Prompt » Repeat exactly, and only, the lines from the one holding "Target: outstretched leg" through the last line of the records below.
╭──
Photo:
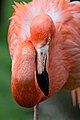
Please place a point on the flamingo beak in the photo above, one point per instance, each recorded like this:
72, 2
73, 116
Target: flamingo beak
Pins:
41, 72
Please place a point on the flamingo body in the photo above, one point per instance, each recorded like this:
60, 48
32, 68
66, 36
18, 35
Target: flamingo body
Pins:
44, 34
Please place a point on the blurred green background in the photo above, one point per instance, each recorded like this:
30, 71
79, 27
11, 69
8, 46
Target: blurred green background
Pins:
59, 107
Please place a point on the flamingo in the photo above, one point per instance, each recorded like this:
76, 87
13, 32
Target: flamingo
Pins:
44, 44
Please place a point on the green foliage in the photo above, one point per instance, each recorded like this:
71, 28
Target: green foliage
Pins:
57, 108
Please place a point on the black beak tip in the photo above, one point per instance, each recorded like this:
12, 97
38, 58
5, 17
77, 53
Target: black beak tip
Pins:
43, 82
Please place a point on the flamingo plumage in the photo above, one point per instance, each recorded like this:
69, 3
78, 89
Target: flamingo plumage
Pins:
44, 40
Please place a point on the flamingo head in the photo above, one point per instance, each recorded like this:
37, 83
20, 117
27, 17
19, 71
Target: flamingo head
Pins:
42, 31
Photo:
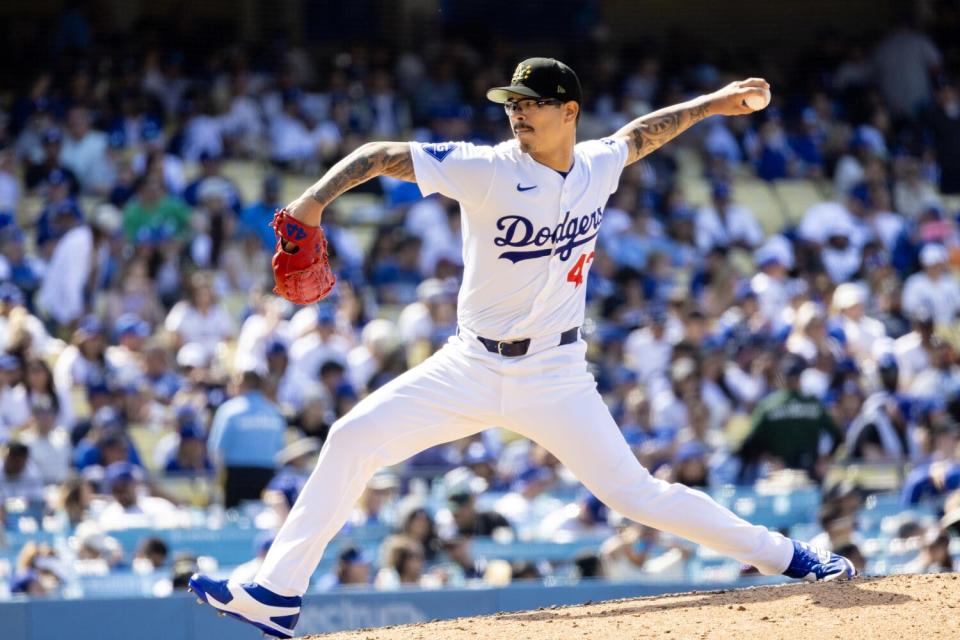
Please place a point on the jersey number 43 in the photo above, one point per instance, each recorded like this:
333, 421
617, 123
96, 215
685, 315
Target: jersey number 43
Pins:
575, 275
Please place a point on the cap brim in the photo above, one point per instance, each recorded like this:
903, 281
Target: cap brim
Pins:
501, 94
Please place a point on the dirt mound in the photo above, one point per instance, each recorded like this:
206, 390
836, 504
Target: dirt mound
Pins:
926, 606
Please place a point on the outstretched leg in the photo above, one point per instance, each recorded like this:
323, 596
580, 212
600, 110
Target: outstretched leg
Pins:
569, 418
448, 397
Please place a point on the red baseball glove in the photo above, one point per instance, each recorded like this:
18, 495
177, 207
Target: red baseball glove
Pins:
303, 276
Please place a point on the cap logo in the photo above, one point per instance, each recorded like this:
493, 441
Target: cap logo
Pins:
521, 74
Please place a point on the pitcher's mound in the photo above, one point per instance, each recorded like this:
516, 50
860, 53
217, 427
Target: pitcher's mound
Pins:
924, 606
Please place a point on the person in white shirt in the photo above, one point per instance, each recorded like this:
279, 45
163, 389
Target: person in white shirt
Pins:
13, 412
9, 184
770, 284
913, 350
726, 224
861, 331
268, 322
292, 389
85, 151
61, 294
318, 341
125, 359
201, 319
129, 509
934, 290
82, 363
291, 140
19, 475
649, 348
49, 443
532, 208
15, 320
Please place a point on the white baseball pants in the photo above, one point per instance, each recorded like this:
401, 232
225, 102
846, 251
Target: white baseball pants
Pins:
╰──
Output below »
Target: outstretched leg
Pins:
569, 418
448, 397
Please place a point on the red baseball glove in the photo above, one point per instance, each recorded like this:
18, 495
177, 207
Target: red baseball glove
Pins:
303, 276
Please place a point on the cap logo in the photo above, one point per instance, each recorded like this:
493, 441
Target: cap logo
Pins:
521, 74
Please place a point on the pitcher's mound in the photo above, one point per instance, each recorded like this:
516, 50
860, 53
217, 427
Target: pitcher's mound
Pins:
924, 606
Please place a point on the person in white shirt in the photo above, one point per instance, each recorded like this:
279, 45
163, 389
Target: person in white shirt
Pins:
13, 412
9, 184
770, 284
913, 350
726, 224
861, 331
268, 322
292, 389
85, 151
61, 294
318, 341
125, 359
201, 319
129, 509
934, 290
82, 363
291, 140
19, 475
649, 348
49, 443
532, 208
15, 320
Please place a point on the white baseball pants in the photo above, one point per instance, each recorded like this:
401, 232
225, 102
846, 251
Target: white baseball pants
Pins:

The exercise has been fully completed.